# START OF TEXT PROVIDED

I was fortunate in that I began my own work developing corpora after legal issues began to emerge from the first efforts at sharing digital corpora. When humanists first began developing textual databases in the 1970s and 1980s, scholars had little understanding of copyright law (which, one could argue, really means that copyright law often does not reflect scholarly standards). Many assumed that the reconstructed texts in Classical Greek and Latin critical editions are in the public domain. The fact that a preponderance of experts in the field made this decision — in fact, operated under this assumption — provides evidence about what copyright law should dictate. In fact, explicit legislation does enable editors in some countries to exercise monopoly control over reconstructed texts for a period of time. I don’t know any editors who personally use that right to restrict access to their work — all the editors I know want their work to circulate as widely as possible. But editors sign contracts that give commercial publishers exclusive rights to their work. These publishers have lawyers and, if the perceived loss justifies the investment in legal fees, they can sue individual scholars. Even when textual data is in the public domain, commercial vendors (whether belonging to a for-profit corporation or a non-profit university) can (and often will) sue those who redistribute that public domain data on the basis of contract law. We work hard to make sure that we respect both copyright and contract law.

Given sufficient funding, the following categories of data can be digitized and made available as open data under the kind of CC license upon which modern philology must depend:

Reconstructed texts: Reconstructed texts constitute the running text as reconstructed in an edition without accompanying textual notes, modern language translations introduction, etc. We can use scientific editions from Germany that were published 25 or more years ago (thus, in early 2015 we can use scientific editions published through the beginning of 1990). The EU has passed a regulation allowing its member nations to exert such copyright for up to 30 years but Germany has not taken advantage of this EU opportunity nor has any other major producer of Greek and Latin texts. For pragmatic purposes, we will initially assume that every other nation but Germany (where support for open access and open data have strong public and political support) is liable to enact such a law. We will thus focus in 2015 on digitizing European editions outside of Germany published through 1985, in 2016 through 1986 etc. Here the goal is to have as many TEI XML transcriptions as possible and to help researchers visualize the degree to which different editions differ and to be able to compare different editions.

Textual notes: The argument has been made that the textual notes are not part of the reconstructed text and constitute a separate copyrightable work. Insofar as textual notes are a scholarly activity, they should aspire to be an annotated database and thus should be receivng only 15 years of protection under EU database regulations (http://ec.europa.eu/internal_market/copyright/prot-databases/). The argument has also been made that the textual notes not only do not belong to a scientific edition but also constitute another form of creative expression and that commercial publishers should be able to monopolize them for the life of the editor plus 70 years. We will, for now, focus on mining textual notes from editions where the editor died 70 or more years ago. In practice, that means that we are working with the apparatus criticus of editions published in the 1920s and 1930s. Here our goal is to have a maximally clean searchable text but not to add substantive TEI XML markup that captures the structure of the textual notes — the structure of these notes tend to be complicated and inconsistent. Our pragmatic goal is to support “image front searching,” so that scholars can find words in the textual notes and then see the original page images.

Given the legal constraints outlined above and assuming that we had the resources to create machine actionable versions of all publicly accessible textual data, what is the best way of representing the data commercial licenses restrict?

# END OF TEXT PROVIDED
# START OF DATA SECTION

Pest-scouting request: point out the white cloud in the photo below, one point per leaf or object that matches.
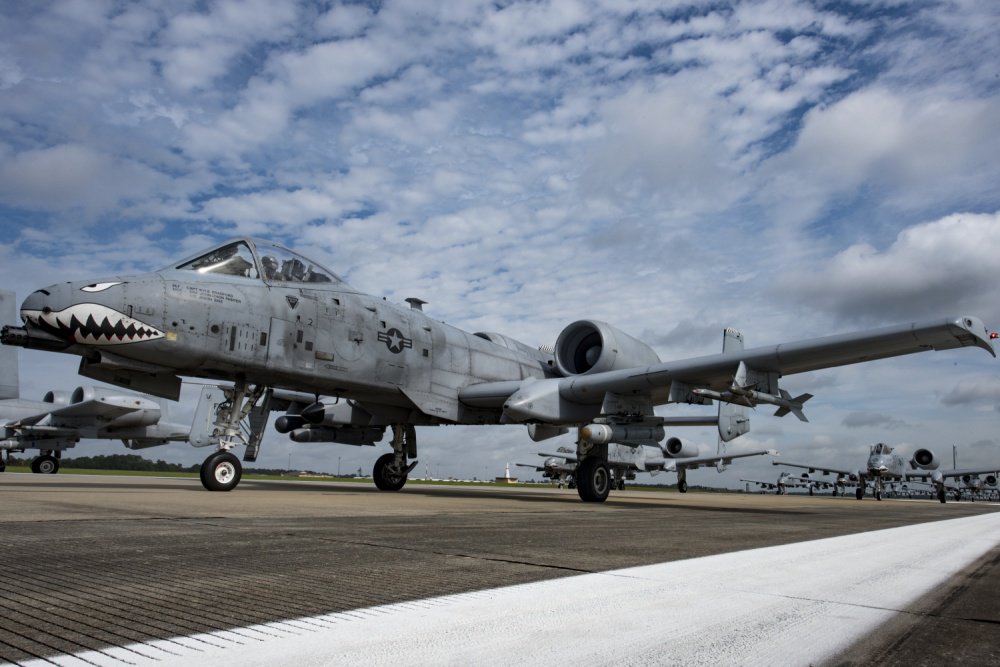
(670, 168)
(71, 176)
(935, 268)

# END OF DATA SECTION

WHAT THE EXERCISE ASKS: From the passage on copyright and classical editions, list each length of legal protection it mentions, along with what that protection would apply to.

ANSWER FOR THE TASK:
- Up to 30 years: copyright that an EU regulation allows member nations to exert over reconstructed texts.
- 15 years: protection under EU database regulations, which the passage says textual notes should receive if treated as an annotated database.
- The life of the editor plus 70 years: the period during which, by one argument, commercial publishers should be able to monopolize textual notes.